◆ Assignment: This exercise calls for the line with "Mark the innermost point of each instance of the nose.", the line with "Mark the innermost point of each instance of the blazer", and all lines between them in the material below, output exactly and with no other lines.
══════════
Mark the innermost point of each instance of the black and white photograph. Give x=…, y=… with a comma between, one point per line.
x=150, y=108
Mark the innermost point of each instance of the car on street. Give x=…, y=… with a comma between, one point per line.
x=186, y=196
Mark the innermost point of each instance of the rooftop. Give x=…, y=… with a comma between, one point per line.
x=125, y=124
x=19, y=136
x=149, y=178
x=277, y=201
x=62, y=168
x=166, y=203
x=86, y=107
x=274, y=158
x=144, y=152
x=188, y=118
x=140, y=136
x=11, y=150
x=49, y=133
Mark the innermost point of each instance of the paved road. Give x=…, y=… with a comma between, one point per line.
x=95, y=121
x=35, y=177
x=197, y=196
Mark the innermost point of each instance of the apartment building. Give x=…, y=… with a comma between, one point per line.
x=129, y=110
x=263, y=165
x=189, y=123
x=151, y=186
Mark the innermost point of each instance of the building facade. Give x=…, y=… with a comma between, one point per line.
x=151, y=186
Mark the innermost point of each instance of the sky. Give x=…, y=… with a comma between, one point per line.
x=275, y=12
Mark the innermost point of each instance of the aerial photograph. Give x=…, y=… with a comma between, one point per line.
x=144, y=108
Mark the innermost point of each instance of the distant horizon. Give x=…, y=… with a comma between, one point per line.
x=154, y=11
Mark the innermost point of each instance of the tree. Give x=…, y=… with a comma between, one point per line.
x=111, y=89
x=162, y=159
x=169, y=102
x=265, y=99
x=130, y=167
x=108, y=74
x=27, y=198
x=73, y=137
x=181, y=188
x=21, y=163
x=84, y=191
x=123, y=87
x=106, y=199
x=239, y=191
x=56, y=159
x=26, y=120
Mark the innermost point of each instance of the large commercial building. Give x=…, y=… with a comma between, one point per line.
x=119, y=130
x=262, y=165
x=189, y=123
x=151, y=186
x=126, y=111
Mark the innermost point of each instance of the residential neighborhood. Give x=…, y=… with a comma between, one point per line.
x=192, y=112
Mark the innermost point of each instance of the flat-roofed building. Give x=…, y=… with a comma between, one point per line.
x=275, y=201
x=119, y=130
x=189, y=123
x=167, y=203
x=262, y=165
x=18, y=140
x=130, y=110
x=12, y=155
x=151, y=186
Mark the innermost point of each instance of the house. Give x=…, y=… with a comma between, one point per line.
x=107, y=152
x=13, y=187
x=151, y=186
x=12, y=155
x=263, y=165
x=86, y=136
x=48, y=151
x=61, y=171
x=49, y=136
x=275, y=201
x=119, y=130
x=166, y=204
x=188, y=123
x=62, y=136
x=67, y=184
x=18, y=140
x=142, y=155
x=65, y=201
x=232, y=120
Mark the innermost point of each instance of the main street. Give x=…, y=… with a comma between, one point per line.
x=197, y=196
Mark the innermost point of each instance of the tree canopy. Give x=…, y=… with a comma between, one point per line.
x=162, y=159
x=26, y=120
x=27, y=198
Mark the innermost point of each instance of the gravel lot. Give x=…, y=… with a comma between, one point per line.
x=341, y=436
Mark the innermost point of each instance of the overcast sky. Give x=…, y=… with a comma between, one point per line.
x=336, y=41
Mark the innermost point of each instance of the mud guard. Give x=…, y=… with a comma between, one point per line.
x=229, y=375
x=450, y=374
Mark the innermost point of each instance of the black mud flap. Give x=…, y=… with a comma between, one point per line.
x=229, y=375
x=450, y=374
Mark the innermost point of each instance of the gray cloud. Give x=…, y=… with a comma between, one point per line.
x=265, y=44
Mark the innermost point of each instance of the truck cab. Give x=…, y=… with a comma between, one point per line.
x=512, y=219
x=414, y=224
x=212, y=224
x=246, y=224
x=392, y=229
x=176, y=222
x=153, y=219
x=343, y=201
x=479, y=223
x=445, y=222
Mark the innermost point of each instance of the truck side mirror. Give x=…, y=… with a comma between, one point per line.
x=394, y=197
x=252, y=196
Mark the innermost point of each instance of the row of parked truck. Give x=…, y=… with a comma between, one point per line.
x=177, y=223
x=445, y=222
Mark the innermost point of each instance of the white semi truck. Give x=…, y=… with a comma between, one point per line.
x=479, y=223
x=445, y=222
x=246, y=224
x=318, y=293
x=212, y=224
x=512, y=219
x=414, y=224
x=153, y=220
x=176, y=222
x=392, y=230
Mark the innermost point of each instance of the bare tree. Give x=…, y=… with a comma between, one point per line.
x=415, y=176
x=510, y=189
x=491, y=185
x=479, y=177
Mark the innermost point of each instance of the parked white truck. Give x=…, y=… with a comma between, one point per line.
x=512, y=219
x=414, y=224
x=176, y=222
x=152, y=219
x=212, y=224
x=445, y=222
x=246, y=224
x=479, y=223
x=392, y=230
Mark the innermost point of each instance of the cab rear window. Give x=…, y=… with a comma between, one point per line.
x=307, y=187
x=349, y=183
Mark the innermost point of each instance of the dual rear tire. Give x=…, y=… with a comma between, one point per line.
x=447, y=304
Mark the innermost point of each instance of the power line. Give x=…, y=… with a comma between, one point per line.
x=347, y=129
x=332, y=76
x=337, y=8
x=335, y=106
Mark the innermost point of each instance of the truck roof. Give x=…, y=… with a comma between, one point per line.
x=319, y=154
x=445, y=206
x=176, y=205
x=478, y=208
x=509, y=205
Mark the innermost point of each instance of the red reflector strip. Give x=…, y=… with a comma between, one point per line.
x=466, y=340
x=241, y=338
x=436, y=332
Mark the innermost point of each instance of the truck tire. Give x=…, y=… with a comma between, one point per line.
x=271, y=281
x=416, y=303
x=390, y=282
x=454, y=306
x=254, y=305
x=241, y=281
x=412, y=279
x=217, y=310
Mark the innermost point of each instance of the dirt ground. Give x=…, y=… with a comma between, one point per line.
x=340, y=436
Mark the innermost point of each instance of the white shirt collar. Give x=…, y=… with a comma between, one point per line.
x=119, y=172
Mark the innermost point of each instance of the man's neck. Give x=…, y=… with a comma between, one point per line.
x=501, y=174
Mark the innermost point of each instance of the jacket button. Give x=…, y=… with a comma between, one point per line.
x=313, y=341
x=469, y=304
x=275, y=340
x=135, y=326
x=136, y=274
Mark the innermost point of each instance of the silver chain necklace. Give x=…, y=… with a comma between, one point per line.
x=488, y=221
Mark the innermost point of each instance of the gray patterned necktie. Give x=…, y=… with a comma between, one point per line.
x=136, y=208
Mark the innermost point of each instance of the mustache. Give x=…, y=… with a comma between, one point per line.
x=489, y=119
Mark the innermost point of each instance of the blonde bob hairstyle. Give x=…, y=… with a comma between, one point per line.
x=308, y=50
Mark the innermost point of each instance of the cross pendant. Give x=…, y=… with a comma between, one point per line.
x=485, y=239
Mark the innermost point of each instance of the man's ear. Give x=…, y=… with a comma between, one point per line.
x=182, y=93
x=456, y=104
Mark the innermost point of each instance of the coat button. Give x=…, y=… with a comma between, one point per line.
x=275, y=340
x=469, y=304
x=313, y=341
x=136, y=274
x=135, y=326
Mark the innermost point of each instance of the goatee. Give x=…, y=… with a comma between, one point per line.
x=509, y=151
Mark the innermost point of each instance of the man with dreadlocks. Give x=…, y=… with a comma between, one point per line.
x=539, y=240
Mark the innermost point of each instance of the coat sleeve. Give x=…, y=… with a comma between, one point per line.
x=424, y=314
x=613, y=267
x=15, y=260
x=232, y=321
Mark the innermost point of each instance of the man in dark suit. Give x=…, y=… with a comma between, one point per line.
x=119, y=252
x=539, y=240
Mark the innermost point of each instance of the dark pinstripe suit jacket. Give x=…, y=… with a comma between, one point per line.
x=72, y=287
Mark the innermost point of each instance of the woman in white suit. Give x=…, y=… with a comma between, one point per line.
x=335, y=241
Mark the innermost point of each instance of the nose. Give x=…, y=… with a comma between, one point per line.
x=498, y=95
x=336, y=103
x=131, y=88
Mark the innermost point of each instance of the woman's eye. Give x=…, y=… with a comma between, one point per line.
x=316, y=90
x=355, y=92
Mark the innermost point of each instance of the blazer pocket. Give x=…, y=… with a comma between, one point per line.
══════════
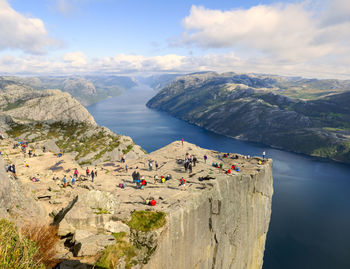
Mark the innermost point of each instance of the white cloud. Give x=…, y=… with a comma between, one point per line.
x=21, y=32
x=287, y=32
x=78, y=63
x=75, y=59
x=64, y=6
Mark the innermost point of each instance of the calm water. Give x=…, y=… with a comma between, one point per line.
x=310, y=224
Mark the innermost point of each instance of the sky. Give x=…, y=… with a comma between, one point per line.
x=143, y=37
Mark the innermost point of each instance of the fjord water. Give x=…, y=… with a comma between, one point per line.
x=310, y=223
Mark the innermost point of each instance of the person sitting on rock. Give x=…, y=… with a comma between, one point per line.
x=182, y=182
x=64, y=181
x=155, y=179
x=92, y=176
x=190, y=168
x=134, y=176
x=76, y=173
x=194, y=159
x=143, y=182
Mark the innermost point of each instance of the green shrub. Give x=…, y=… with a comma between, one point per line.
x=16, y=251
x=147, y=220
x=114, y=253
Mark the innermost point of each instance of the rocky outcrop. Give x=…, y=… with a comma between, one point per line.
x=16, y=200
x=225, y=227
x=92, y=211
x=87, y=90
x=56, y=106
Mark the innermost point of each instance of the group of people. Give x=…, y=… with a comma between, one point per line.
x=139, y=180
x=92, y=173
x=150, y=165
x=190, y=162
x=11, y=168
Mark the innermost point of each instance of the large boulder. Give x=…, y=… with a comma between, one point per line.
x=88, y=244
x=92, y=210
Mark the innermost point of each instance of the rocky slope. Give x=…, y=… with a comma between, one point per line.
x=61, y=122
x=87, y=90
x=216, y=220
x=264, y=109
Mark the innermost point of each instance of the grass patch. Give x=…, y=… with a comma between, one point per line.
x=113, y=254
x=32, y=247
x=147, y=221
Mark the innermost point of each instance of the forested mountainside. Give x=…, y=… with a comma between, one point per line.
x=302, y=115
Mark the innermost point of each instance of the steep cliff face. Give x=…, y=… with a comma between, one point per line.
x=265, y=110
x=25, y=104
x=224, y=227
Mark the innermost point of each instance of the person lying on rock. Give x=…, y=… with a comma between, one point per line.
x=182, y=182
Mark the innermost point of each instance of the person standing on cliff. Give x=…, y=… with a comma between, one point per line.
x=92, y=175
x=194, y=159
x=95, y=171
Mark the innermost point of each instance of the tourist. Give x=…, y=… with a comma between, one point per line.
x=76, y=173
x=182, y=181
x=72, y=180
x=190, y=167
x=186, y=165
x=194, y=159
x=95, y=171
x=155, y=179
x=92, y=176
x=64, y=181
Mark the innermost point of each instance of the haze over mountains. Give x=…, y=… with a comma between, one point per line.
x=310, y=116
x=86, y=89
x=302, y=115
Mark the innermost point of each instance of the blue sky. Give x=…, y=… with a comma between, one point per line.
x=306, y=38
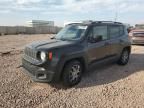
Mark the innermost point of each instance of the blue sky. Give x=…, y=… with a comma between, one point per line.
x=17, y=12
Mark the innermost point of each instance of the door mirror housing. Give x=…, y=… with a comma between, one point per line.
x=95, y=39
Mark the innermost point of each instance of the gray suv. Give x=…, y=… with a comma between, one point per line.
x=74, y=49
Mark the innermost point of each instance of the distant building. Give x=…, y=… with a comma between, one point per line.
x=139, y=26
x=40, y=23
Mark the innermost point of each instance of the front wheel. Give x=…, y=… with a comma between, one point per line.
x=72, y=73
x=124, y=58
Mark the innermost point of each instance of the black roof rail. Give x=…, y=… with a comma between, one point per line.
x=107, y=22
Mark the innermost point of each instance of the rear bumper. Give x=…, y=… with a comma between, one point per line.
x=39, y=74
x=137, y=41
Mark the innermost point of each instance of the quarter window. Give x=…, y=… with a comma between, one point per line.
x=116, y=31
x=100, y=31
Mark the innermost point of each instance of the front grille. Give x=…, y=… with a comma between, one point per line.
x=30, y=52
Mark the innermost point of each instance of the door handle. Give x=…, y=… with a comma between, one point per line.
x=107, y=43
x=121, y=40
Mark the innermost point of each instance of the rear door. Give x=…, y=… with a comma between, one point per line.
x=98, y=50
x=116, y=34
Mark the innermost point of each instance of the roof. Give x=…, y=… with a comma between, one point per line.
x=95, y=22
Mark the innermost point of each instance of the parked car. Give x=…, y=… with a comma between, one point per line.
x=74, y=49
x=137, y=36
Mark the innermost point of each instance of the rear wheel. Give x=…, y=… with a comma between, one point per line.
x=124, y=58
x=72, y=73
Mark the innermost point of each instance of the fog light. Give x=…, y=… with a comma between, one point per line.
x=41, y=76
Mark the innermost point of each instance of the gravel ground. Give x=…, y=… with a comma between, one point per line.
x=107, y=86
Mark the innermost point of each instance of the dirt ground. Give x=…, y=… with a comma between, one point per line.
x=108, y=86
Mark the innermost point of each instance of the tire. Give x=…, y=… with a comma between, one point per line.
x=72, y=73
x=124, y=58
══════════
◆ Written answer:
Mark the innermost point of each instance of the nose. Give x=…, y=… with a comma between, one point per line.
x=498, y=95
x=336, y=103
x=131, y=88
Mark the innermost point of each instance of the woman's eye. Give x=…, y=… with a comma between, one point per line.
x=316, y=90
x=355, y=92
Mark the innermost point of each instance of the blazer pocket. Give x=…, y=… with a comma between, one point per line.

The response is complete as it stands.